Using what we know from gene sequences of species alive today, investigators have recently ‘reconstructed’ a genetic phylogeny suggesting the sequences of genes of some of our long-gone progenitors, including bacteria (to learn more, check out: Deciphering Genomic Fossils).The comparison of these ‘reconstructed’ ancestral DNA sequences suggests when photosynthetic organisms diversified and when our oxygenic planet became a reality. Closer to home, many remains of ancestral humans have been discovered in the Americas. These promise to unlock the mysteries of human settlement of the continents, though not without controversy. Indian tribal cultures treat their ancestors as sacred and argue against sampling such remains for DNA Analysis. In one example, a well-preserved mummified body was discovered in the Nevada desert in the 1940s. Tests of clothing fragments and hair revealed that this Spirit Cave mummy was over 10,000 years old. DNA sequence analysis was proposed to confirm the origins of the mummy. But then the Fallon Paiute-Shoshone tribe, which lives near the burial site, asserted a cultural relationship to the body and requested the right of its return in compliance with the Native American Graves Protection and Repatriation Act. Anthropologists then counter-asserted a need for further study of the body to learn more about its origins and about native American origins in general. The dispute ended only after 20 years, when the time the tribe consented DNA tests were allowed. When the DNA sequence analysis results established that the remains were indeed that of an ancestor to the tribe, the Spirit Cave mummy was returned to the Fallon Paiute-Shoshone to be reburied with full tribal rites in 2018. To read more, see Resolving American Indian Ancestry or Ice Age Mummy DNA Analysis Unlocks Tribal Secrets.
120-2 Genomic Fossils-Molecular Evolution
Tracing ancient remains to tribal descendants continues to cause culture/science tension. See the 42,000 year-old Australian aboriginal Mungo Man,(Perrotet, T. & Smith, D.M. 2019, The Homecoming; Smithsonian 50: 38-49), and then reflect on what the discovery can tell us and how the conflict was resolved.

(Stored data entries)
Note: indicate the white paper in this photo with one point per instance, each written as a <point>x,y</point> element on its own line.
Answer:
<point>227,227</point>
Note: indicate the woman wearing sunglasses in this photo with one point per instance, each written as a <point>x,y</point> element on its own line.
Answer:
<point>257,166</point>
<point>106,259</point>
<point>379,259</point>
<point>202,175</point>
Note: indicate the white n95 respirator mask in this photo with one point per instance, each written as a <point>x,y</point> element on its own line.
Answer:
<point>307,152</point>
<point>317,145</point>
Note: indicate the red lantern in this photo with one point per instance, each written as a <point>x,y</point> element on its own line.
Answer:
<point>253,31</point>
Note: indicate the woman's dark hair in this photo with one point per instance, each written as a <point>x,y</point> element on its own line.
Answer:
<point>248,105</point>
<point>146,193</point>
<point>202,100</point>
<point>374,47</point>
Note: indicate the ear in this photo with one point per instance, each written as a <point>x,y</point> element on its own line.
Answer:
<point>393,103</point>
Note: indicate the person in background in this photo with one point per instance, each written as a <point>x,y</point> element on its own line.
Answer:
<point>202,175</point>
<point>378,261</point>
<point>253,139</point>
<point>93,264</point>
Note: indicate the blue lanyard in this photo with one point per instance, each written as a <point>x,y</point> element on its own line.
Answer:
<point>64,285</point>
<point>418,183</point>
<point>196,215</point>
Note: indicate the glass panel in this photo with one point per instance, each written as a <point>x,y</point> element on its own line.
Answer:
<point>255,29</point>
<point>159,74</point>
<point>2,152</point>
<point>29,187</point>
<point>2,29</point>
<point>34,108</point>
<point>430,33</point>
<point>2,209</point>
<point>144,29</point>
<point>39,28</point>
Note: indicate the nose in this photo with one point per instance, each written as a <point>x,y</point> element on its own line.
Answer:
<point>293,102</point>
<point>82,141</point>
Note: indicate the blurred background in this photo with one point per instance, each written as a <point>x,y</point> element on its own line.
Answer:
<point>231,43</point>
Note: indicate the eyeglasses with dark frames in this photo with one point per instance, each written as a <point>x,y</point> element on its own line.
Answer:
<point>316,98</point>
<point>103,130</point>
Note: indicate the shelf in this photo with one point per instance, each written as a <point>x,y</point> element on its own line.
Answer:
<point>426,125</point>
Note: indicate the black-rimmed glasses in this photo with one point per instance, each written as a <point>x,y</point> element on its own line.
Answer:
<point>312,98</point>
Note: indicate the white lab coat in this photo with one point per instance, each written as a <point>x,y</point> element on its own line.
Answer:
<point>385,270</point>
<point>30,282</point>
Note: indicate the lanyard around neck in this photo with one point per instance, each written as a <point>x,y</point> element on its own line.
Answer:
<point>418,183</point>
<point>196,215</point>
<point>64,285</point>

_Required action:_
In the passage on ancestral DNA, can you give the part from "120-2 Genomic Fossils-Molecular" to "conflict was resolved." again, but swap "tension" for "friction"? Answer using only the passage on ancestral DNA.

_Written answer:_
120-2 Genomic Fossils-Molecular Evolution
Tracing ancient remains to tribal descendants continues to cause culture/science friction. See the 42,000 year-old Australian aboriginal Mungo Man,(Perrotet, T. & Smith, D.M. 2019, The Homecoming; Smithsonian 50: 38-49), and then reflect on what the discovery can tell us and how the conflict was resolved.